Het bleef er een week werkloos voor anker liggen en kreeg toen eensklaps het bevel om naar Bordeaux uit te wijken. Het zou ook hier nog een maand vertoeven en... een onderkomen bezorgen aan de Belgische ministers3 en kabinetsleden op de vlucht,  met hun families, alsook  personeel van de C.M.B. en de bemanningen van de Albertville en Piriapolis die inmiddels gekelderd waren4.
Toen de Duitsers de monding van de Gironde bereikten zat het s/s Baudouinville meteen in de val.
Het Prijzenhof van Hamburg verklaarde het koninginnestuk van de Belgische koopvaardij op 13 mei 1941 tot krijgsbuit. De Duitsers brachten het luxevaartuig naar Nantes en doopten het om tot  ‘Lindau’; ze waren aanvankelijk van plan het om te bouwen tot hospitaalschip maar gebruikten het uiteindelijk als  logement, met een Belgische  onderhoudsploeg van  een vijfentwintigtal manschappen, hoofdzakelijk stewards.
De Baudouinville zou een bijzonder ontluisterend einde kennen: bij het naderen van de Amerikaanse troepen, op 10 augustus 1944, staken de Duitsers het schip in brand en brachten het tot zinken in de Loire; het casco werd in 1948 naar Antwerpen gesleept  en voor sloop verkocht5.


1. Het s/s Baudouinville was gebouwd in 1938. Het was het mooiste en meest luxueuze passagierschip van onze vloot en  het vlaggeschip van de C.M.B. Het mat 13.029 BT.

Vermelde gegevens ::
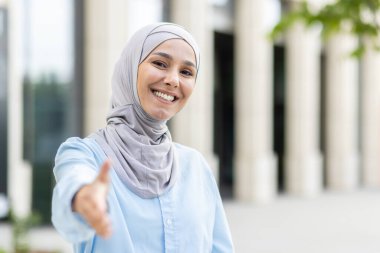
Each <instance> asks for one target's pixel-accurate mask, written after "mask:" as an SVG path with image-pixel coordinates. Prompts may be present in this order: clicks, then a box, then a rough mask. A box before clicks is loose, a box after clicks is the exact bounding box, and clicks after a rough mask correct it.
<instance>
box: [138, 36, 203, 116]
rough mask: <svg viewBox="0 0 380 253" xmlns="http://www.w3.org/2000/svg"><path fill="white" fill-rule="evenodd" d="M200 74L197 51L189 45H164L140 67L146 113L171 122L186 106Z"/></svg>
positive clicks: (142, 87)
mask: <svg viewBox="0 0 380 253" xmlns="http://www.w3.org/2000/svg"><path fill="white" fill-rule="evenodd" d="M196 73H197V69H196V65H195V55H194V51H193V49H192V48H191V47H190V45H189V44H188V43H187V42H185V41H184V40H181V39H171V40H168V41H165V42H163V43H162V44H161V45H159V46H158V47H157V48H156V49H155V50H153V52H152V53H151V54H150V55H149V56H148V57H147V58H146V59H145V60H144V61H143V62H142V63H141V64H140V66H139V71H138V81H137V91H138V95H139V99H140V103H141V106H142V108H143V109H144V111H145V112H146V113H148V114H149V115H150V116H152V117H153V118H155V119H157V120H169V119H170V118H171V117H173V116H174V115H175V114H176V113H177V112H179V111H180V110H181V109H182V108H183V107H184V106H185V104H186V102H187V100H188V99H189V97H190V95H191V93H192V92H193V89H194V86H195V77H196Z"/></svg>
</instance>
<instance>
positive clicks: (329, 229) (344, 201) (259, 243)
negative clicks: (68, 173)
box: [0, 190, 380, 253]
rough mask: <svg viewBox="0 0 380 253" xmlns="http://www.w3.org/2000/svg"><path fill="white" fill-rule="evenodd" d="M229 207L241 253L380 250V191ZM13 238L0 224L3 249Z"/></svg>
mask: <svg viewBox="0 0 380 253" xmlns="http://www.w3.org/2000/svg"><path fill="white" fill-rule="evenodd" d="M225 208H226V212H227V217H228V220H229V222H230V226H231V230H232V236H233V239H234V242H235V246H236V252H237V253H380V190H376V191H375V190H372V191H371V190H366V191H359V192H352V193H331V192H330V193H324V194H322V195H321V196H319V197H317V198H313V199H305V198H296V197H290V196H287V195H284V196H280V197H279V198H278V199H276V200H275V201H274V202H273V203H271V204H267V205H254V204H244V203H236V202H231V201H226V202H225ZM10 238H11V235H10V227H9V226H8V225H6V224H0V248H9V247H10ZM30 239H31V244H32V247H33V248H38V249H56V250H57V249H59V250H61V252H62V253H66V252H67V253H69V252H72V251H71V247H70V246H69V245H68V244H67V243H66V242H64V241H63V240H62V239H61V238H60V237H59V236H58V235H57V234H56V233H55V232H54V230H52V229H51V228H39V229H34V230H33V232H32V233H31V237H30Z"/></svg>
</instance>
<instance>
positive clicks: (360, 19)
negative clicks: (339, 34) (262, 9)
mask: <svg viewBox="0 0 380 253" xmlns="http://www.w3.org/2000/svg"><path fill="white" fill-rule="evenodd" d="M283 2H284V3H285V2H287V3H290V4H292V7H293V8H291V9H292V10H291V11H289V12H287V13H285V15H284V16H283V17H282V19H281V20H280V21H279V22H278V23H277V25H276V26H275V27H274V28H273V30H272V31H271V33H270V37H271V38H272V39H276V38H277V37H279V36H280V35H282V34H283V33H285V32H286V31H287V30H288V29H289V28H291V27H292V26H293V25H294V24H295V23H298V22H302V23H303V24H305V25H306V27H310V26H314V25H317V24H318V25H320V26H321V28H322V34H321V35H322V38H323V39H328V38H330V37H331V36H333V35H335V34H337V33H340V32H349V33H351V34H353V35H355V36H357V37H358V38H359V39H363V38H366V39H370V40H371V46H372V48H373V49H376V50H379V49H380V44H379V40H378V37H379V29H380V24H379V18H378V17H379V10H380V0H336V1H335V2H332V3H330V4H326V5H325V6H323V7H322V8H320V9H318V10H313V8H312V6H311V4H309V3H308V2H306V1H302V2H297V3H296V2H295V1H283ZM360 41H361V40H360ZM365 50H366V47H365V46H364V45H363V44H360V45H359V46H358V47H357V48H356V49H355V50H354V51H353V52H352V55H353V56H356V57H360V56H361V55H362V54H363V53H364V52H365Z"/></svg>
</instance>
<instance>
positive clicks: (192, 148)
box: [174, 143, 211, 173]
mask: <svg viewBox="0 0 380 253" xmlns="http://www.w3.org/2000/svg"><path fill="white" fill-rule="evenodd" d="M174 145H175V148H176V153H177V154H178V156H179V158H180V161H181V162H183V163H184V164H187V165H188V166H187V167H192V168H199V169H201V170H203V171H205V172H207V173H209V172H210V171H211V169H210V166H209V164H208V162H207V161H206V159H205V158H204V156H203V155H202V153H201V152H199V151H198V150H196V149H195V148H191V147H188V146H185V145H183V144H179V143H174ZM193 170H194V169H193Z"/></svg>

Opdrachten ::
a – Kun je uit de tekst over het s/s Baudouinville het stuk van "Het Prijzenhof van" tot en met "voor sloop verkocht5." woordelijk overnemen?
b – Kun je verdergaan met de tekst over het s/s Baudouinville, vanaf het punt waar die ophoudt?

Antwoorden ::
a –
Het Prijzenhof van Hamburg verklaarde het koninginnestuk van de Belgische koopvaardij op 13 mei 1941 tot krijgsbuit. De Duitsers brachten het luxevaartuig naar Nantes en doopten het om tot  ‘Lindau’; ze waren aanvankelijk van plan het om te bouwen tot hospitaalschip maar gebruikten het uiteindelijk als  logement, met een Belgische  onderhoudsploeg van  een vijfentwintigtal manschappen, hoofdzakelijk stewards.
De Baudouinville zou een bijzonder ontluisterend einde kennen: bij het naderen van de Amerikaanse troepen, op 10 augustus 1944, staken de Duitsers het schip in brand en brachten het tot zinken in de Loire; het casco werd in 1948 naar Antwerpen gesleept  en voor sloop verkocht5.

b –
2. een voorhaven van La Rochelle
3. De Belgische regering Hubert Pierlot (zonder Albert de Vleeschauwer, August Balthazar en Maurice-Henri Jaspar) wou aanvankelijk haar lot verbinden aan dit van de Franse maar poogde nadien tevergeefs met de s/s Baudouinville naar Engeland te vluchten. Zie ook Kustvolk in de Vuurlijn Deel I Regering voelde zich "in onzekerheid" aan de kust
4. Beide pakketboten werden op 11 juni 1940 tijdens opeenvolgende aanvallen van Stuka’s (Ju87) en Heinkels 111 op de rede van Le Havre, waar zich een vijftigtal schepen verzameld hadden, door voltreffers gekelderd. Als bij wonder vielen hierbij geen slachtoffers noch werd iemand gewond. Meerdere Vlaamse vissers op de vlucht werden toevallig ooggetuigen van dit hallucinant schouwspel.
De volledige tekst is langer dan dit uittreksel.